Tasks to perform →
[a] Rewrite the object detection text from "Aiming at these" up to and including "object detection results.", substituting "key regions" for "crucial regions".
[b] Answer these questions using the object detection text:
(i) What two regularization modules make up the proposed framework?
(ii) From which domain do the categorical supervisions used to train the image-level multi-label classifier come?
(iii) Why is the framework described as cost-free?

Reading text →
----------

Aiming at these issues, we propose a novel categorical regularization framework, which can assist the Domain Adaptive Faster R-CNN series [chen2018domain, saito2019strong-weak] to focus on aligning the crucial regions and important instances cross domains. Thanks to the accurate alignment for such regions and instances, the detection backbone networks can activate objects of interest more accurately in both domains (cf. Figure 1), and thus lead to better adaptive object detection results.
Concretely, our framework consists of two regularization modules, i.e., image-level categorical regularization (ICR), and categorical consistency regularization (CCR) (cf. Figure 2). For image-level categorical regularization, we attach the detection backbone network with an image-level multi-label classifier, and train it with categorical supervisions from the source domain. The classification manner enables the backbone to learn object-level concepts from the holistic images, without being affected by the distribution of non-transferable source backgrounds [zhou2015object, zhou2016learning]. It allows us to implicitly align the crucial regions on both domains at the image level. For categorical consistency regularization, we take into account the consistency between image-level predictions by the attached classifier and instance-level predictions by the detector. We adopt this categorical consistency as a novel regularization factor, and use it to increase the weights of the hard aligned instances in the target domain during instance-level alignment.
The main contributions of this work are three-fold:
We present a novel categorical regularization framework for domain adaptive object detection, which can be applied as a plug-and-play component for the prominent Domain Adaptive Faster R-CNN series. Our framework is cost-free as requiring no further annotations, and also hyperparameter-free for performing on the vanilla detectors.
We design two regularization modules, by exploiting the weakly localization ability of classification CNNs and the categorical consistency between image-level and instance-level predictions. They enable us to focus on aligning object-related regions and hard aligned instances that are directly pertinent to object detection.
We conduct extensive experiments of various domain shift scenarios to validate the effectiveness of our categorical regularization framework. Our framework can significantly boost the performance of existing Domain Adaptive Faster R-CNN detectors [chen2018domain, saito2019strong-weak], and produce state-of-the-art results on benchmark datasets.

----------

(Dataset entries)
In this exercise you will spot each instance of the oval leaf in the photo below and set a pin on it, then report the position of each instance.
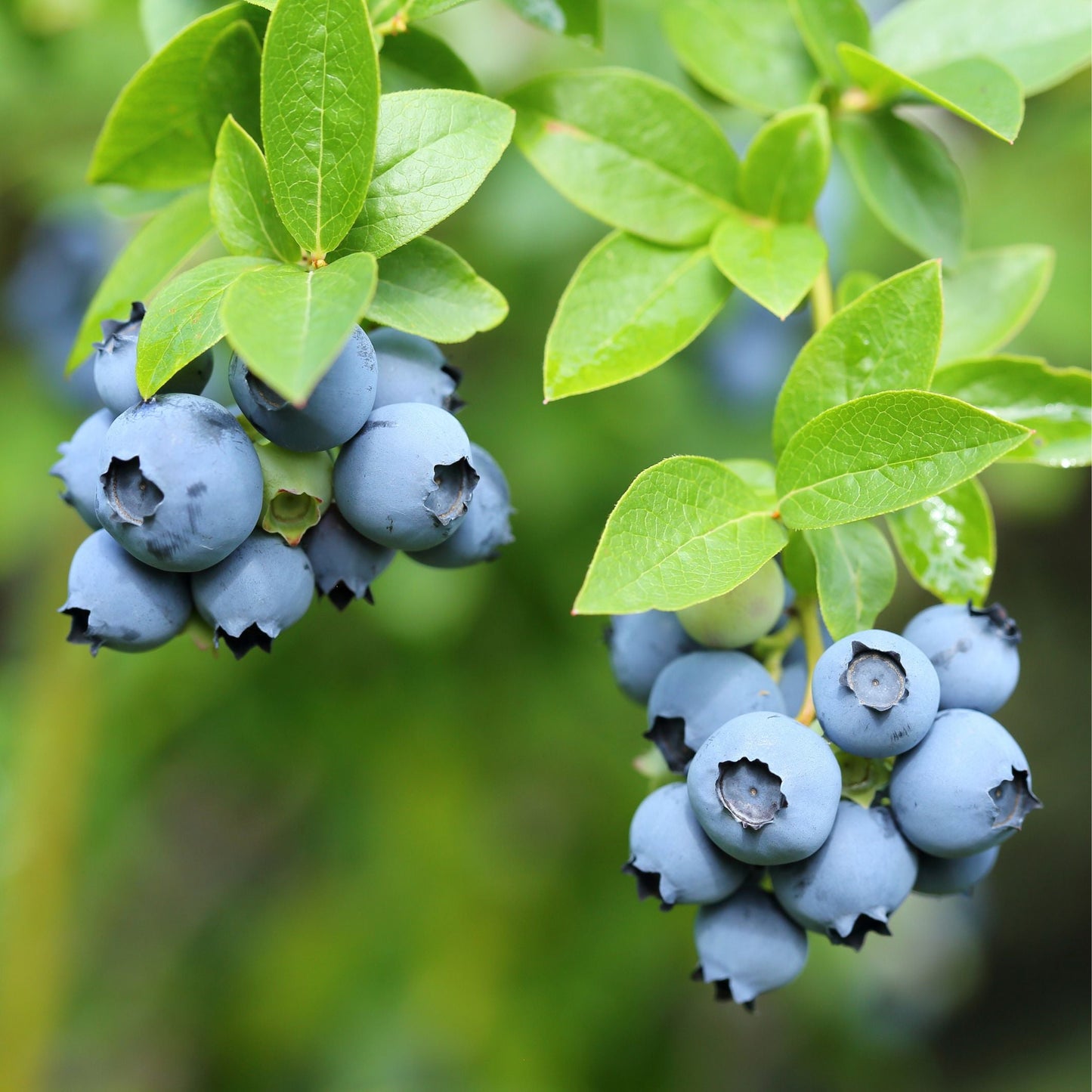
(883, 452)
(630, 150)
(686, 530)
(630, 306)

----------

Solutions for each task →
[a]
Aiming at these issues, we propose a novel categorical regularization framework, which can assist the Domain Adaptive Faster R-CNN series [chen2018domain, saito2019strong-weak] to focus on aligning the key regions and important instances cross domains. Thanks to the accurate alignment for such regions and instances, the detection backbone networks can activate objects of interest more accurately in both domains (cf. Figure 1), and thus lead to better adaptive object detection results.

[b]
(i) Image-level categorical regularization (ICR) and categorical consistency regularization (CCR).
(ii) The source domain.
(iii) It requires no further annotations.